SOURCE DATA

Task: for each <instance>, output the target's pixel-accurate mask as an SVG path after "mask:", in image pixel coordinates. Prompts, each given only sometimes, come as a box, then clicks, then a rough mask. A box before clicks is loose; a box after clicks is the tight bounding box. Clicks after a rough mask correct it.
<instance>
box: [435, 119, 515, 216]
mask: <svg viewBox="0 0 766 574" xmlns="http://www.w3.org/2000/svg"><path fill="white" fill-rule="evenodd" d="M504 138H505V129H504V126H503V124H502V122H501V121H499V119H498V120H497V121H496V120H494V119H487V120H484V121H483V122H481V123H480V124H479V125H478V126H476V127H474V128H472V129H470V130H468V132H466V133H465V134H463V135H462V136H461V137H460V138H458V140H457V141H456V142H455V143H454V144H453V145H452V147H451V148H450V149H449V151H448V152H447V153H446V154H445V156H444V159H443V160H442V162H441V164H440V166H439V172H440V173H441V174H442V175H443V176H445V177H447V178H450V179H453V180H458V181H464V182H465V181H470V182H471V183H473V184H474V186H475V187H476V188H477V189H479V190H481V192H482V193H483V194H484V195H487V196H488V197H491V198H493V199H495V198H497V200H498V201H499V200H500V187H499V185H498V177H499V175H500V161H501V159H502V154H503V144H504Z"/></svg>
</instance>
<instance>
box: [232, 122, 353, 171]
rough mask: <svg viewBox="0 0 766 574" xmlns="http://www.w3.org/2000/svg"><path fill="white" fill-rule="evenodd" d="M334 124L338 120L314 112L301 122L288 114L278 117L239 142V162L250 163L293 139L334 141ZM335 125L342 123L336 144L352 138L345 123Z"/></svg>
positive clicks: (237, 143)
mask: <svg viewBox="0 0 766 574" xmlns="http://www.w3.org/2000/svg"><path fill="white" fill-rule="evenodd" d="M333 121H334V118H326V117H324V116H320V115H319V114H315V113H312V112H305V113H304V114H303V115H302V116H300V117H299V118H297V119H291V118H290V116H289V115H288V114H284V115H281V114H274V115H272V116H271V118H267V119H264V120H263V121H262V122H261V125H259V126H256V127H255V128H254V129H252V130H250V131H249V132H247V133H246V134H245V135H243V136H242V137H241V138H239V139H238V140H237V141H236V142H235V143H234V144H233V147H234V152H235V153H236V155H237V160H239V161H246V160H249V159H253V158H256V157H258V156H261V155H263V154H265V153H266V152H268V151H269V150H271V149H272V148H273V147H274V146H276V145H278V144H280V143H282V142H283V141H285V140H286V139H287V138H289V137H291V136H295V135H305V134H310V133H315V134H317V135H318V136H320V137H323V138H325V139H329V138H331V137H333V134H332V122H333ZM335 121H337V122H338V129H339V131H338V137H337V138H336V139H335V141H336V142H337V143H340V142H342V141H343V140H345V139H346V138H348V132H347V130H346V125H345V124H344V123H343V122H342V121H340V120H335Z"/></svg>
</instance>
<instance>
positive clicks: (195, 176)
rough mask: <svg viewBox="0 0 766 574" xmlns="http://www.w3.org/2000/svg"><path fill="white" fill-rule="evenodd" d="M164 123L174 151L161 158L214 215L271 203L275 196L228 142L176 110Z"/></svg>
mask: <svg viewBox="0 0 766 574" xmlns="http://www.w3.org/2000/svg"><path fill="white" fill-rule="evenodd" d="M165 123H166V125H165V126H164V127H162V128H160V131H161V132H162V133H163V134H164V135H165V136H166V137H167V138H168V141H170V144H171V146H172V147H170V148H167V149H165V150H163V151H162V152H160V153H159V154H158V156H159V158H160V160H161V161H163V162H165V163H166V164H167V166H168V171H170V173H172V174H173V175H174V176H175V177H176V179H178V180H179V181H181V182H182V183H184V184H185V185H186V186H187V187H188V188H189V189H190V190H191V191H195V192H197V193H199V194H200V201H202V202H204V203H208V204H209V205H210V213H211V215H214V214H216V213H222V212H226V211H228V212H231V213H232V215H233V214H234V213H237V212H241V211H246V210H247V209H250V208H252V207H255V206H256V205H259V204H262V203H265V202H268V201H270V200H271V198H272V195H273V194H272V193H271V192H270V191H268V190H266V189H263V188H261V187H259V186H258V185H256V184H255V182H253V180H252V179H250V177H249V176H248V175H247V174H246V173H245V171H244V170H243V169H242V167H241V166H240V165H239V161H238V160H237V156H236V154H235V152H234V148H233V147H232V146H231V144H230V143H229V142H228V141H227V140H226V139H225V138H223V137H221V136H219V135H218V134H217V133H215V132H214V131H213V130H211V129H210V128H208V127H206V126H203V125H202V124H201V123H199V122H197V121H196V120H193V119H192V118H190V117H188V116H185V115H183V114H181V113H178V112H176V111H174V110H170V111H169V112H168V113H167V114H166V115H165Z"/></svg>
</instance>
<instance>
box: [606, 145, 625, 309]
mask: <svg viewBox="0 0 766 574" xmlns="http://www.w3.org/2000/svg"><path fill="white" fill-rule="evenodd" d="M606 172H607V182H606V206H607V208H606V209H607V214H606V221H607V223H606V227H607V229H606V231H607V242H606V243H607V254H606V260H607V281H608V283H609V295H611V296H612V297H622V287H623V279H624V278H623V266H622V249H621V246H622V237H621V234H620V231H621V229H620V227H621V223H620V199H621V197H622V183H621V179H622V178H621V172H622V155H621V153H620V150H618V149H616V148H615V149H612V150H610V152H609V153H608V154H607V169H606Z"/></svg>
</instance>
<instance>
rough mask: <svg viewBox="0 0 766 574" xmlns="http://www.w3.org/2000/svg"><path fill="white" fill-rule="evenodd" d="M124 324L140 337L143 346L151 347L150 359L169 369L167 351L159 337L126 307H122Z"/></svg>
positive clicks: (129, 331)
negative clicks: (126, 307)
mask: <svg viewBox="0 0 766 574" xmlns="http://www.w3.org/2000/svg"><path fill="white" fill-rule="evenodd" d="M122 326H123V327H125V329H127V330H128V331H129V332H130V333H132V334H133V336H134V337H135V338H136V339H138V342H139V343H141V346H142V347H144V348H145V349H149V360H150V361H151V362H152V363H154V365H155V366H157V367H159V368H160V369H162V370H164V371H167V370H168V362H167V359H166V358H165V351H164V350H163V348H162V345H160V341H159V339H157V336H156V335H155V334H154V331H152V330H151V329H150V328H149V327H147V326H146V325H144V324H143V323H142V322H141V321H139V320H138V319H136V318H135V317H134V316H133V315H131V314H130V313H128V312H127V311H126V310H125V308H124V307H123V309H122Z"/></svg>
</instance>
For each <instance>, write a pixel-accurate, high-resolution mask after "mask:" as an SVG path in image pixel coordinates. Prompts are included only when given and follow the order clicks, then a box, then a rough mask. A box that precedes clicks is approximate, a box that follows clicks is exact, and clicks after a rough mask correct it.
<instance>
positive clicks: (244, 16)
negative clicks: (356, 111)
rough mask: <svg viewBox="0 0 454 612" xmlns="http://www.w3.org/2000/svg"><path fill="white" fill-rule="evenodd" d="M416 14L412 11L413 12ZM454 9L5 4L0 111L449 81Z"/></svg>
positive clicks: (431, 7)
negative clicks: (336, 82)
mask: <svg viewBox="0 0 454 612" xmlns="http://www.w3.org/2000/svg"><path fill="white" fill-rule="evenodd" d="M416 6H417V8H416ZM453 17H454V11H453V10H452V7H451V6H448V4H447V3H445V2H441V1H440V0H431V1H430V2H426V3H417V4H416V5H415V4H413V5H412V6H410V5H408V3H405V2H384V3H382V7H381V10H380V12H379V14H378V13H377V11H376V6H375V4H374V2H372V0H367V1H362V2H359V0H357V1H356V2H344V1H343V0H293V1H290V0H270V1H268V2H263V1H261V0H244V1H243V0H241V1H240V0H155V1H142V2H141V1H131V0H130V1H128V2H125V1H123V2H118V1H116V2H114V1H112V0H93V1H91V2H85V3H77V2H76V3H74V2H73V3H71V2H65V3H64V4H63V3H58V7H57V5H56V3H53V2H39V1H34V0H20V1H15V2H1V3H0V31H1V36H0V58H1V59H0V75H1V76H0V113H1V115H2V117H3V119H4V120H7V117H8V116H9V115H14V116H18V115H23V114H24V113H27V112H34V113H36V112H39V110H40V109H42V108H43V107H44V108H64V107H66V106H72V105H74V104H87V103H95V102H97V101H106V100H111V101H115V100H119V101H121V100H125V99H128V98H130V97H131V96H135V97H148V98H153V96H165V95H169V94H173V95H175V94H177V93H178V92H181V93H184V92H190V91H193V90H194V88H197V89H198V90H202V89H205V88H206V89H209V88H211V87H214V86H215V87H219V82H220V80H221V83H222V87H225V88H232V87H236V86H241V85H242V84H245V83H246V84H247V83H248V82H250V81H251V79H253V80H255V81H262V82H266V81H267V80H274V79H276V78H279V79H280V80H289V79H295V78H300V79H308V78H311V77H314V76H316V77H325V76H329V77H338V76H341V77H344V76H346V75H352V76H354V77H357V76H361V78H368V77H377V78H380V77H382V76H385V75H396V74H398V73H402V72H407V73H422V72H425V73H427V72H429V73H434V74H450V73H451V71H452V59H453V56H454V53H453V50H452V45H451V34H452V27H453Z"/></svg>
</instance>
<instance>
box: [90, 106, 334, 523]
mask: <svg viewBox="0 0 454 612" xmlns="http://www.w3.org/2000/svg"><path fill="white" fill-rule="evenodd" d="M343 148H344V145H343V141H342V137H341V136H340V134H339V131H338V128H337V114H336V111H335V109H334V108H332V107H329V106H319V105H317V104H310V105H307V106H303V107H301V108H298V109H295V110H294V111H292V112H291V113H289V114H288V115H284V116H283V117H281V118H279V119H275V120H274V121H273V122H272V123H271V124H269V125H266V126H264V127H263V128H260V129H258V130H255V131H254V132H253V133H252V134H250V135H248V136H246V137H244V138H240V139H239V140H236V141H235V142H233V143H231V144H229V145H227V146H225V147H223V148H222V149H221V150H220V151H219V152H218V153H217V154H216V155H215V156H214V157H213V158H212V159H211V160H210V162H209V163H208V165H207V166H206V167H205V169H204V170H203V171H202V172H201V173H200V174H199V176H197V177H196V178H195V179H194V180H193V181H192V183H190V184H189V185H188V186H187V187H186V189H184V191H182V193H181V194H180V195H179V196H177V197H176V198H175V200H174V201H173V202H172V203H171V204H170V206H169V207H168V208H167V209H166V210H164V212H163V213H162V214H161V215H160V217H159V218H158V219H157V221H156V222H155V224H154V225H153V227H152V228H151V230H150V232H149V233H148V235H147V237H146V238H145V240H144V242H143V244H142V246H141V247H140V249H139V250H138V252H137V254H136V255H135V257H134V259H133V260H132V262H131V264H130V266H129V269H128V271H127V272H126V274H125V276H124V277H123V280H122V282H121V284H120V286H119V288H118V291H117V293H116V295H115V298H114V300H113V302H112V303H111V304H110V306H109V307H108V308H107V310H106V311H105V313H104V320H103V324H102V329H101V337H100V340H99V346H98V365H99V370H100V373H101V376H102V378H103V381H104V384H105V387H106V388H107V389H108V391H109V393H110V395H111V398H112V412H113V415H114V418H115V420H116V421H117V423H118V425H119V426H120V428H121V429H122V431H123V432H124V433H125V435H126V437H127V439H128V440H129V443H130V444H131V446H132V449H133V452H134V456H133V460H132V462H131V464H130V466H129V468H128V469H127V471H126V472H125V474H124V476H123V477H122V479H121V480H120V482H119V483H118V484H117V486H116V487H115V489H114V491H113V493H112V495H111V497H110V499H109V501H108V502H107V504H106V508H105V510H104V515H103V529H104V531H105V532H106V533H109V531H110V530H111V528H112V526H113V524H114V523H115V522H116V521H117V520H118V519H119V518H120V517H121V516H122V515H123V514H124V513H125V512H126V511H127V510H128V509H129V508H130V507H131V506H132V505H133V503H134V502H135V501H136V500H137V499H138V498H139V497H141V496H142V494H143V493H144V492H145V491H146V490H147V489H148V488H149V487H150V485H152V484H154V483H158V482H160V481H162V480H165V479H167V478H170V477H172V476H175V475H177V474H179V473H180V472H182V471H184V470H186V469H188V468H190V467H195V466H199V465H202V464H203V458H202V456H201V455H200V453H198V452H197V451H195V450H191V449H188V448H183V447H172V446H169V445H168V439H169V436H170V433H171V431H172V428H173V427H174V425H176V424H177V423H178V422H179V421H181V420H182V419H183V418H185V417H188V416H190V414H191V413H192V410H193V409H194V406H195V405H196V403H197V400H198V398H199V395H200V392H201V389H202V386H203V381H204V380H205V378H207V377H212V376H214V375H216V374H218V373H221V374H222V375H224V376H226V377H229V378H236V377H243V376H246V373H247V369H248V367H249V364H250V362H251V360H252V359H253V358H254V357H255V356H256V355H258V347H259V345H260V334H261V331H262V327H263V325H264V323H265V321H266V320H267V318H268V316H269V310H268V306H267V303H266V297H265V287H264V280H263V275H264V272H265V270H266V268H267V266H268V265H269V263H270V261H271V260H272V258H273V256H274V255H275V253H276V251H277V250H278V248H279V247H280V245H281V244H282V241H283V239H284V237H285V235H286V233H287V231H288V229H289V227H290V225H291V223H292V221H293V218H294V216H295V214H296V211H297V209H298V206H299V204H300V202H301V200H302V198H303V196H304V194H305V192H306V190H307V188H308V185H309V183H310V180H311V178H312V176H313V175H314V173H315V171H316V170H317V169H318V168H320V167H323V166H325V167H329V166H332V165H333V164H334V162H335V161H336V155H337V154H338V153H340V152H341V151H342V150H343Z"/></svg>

REQUIRED WORK
All lines from the beginning of the material above through the one with "124L338 120L314 112L301" need to be returned exactly; please return those and only those.

SOLUTION TO THIS TASK
Task: for each <instance>, output the target's pixel-accurate mask as an SVG path after "mask:", in image pixel coordinates. Prompts, each given only sometimes, come as a box, then clicks, then a rough mask. A box before clicks is loose; a box after clicks is the tight bounding box. Clicks after a rough mask correct it.
<instance>
box: [435, 119, 515, 216]
mask: <svg viewBox="0 0 766 574" xmlns="http://www.w3.org/2000/svg"><path fill="white" fill-rule="evenodd" d="M504 138H505V129H504V126H503V124H502V122H501V121H499V119H498V120H497V121H496V120H494V119H487V120H484V121H483V122H481V123H480V124H479V125H478V126H476V127H474V128H472V129H470V130H468V132H466V133H465V134H463V135H462V136H461V137H460V138H458V140H457V141H456V142H455V143H454V144H453V145H452V147H451V148H450V149H449V151H448V152H447V153H446V154H445V156H444V159H443V160H442V162H441V164H440V166H439V172H440V173H441V174H442V175H443V176H445V177H447V178H450V179H453V180H458V181H464V182H465V181H470V182H471V183H473V184H474V186H475V187H476V188H477V189H479V190H481V192H482V193H483V194H484V195H487V196H488V197H491V198H493V199H495V198H497V200H498V201H499V200H500V187H499V185H498V177H499V175H500V161H501V159H502V154H503V144H504Z"/></svg>
</instance>
<instance>
box: [232, 122, 353, 171]
rough mask: <svg viewBox="0 0 766 574" xmlns="http://www.w3.org/2000/svg"><path fill="white" fill-rule="evenodd" d="M334 124L338 120L314 112L301 122L288 114L278 117L239 142V162L250 163L293 139L334 141ZM335 125L342 123L336 144L352 138L345 123Z"/></svg>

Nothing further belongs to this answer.